(EXCERPT TO READ)
□ □ □ □ □

Validity
Introduction
Traditionally validity has been defined as the extent to which a test measures what it was designed to measure. This definition, however, implies that a test can have only one type of validity established by a single study.
A test may have different validities depending on the specific purposes for which it was designed, the target population, the conditions under which it was administered and the method for determining validity.
Validity can be determined as follows;
Analysing the content of the test.
Computing the correlation between scores on the test and those on the criterion of interest.
Investigating the particular psychological characteristics of constructs measured by the test.
All these procedures are useful in that they improve understanding of what a test measures and provide information for making decisions about people. It may also be of interest to evaluate a test’s incremental validity which is how much the test adds to the prediction and understanding of the phenomenon at hand.
A test may be reliable without being valid. However, a test cannot be valid without being reliable. Hence, one must first check for reliability and then validity.
Content Validity
Face validity - the physical appearance of a test about its particular purposes to certainly an important consideration in marketing a test. Content validity refers to face validity and whether the content of a test elicits a range of responses that are representative of the entire domain or universe of skills, understandings and other behaviours that a test is designed to measure.

□ □ □ □ □

According to the text on validity, which should be checked first, reliability or validity? The records have nothing to do with the text on validity.

□ □ □ □ □

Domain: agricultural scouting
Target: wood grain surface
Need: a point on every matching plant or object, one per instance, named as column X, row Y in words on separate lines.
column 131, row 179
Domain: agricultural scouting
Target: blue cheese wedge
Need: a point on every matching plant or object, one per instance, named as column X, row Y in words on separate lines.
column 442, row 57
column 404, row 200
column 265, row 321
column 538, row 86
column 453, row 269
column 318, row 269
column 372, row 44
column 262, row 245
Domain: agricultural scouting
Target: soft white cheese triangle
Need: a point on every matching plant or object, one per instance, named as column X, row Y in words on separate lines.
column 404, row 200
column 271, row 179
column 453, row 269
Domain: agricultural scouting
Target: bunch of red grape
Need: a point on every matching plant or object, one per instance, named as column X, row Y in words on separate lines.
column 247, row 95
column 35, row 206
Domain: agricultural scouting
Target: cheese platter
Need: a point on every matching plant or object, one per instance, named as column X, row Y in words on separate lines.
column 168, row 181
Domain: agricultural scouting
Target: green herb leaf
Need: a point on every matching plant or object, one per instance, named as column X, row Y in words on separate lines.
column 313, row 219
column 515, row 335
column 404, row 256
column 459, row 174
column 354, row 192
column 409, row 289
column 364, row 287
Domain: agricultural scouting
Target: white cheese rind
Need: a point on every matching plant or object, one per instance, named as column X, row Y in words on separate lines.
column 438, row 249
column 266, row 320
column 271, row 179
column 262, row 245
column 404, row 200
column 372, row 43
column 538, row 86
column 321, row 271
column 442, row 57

□ □ □ □ □

(RESPONSE BELOW)
Reliability should be checked first, then validity.